Swap "Query" for "Target" everywhere in the records below and copy them out with nothing else changed. Leave the pictures out of your copy.

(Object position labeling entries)
......
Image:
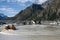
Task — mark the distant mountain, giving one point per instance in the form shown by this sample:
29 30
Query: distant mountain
2 16
50 10
30 13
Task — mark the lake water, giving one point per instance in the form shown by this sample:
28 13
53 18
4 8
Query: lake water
32 32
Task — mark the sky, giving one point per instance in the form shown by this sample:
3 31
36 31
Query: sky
13 7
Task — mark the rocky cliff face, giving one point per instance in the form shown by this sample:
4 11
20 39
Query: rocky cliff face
50 10
2 16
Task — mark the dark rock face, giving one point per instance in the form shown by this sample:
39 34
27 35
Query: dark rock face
30 13
40 12
2 16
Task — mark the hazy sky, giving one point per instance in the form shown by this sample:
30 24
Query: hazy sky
12 7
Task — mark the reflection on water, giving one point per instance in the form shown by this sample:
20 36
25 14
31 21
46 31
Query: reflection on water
33 32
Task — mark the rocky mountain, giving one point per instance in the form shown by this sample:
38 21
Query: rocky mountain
30 13
50 10
2 16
......
#### [THE REPLY]
Image:
Task — mark the distant mountain, giving one point per instance in the form shown by this sample:
29 30
Target: distant mountain
2 16
50 10
30 13
Task — mark the lake water, giving one point per instance in the form shown by this sample:
28 13
53 18
4 8
Target: lake water
32 32
Task — mark the sky, giving one point per instance in the form shown by this sample:
3 31
36 31
Target: sky
13 7
Task — mark the rocky cliff face, giving one point per instance in the form shown by this sample:
4 11
20 39
Target: rocky cliff face
50 10
2 16
Task — mark the dark rock face, giving one point per instance in the form shown by this sample:
39 34
27 35
Target: dark rock face
30 13
40 12
2 16
Task — mark the hazy sky, giving one point per instance in the form shown by this sample:
30 24
Target: hazy sky
12 7
Task — mark the reflection on water, giving one point per instance in the form shown by this sample:
20 36
25 14
31 21
46 31
Target: reflection on water
33 32
Task — mark the rocky mountain, giving one point per instance in the form shown by this sample:
38 21
Target: rocky mountain
30 13
50 10
2 16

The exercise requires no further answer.